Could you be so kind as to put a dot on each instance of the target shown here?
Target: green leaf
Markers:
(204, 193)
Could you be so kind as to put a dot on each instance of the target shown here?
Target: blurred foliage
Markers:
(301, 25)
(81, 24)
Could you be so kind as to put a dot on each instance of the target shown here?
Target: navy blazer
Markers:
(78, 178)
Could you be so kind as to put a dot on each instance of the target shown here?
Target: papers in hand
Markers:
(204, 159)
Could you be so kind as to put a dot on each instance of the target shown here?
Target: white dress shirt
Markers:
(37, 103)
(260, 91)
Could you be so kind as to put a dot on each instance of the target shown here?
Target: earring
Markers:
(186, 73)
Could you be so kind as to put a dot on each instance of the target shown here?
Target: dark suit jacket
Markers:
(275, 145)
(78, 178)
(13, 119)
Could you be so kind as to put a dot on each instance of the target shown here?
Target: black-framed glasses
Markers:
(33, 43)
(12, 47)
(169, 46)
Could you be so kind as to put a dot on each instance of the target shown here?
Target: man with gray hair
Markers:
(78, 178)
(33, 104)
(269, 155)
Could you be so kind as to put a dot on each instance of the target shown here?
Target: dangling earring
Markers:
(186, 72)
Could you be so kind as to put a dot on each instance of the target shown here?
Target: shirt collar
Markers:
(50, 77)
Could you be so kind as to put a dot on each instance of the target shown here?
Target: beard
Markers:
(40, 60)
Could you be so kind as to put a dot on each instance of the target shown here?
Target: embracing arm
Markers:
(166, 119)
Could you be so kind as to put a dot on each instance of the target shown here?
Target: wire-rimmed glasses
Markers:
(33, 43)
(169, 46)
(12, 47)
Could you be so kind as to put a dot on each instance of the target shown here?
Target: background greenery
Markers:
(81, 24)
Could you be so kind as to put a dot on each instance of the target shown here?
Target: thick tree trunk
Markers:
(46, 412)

· · · ·

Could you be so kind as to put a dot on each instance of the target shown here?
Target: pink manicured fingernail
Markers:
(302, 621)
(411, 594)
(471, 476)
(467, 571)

· · · ·

What is required:
Return every line in the records that contains the word "earring".

Response:
Target: earring
Target: dangling earring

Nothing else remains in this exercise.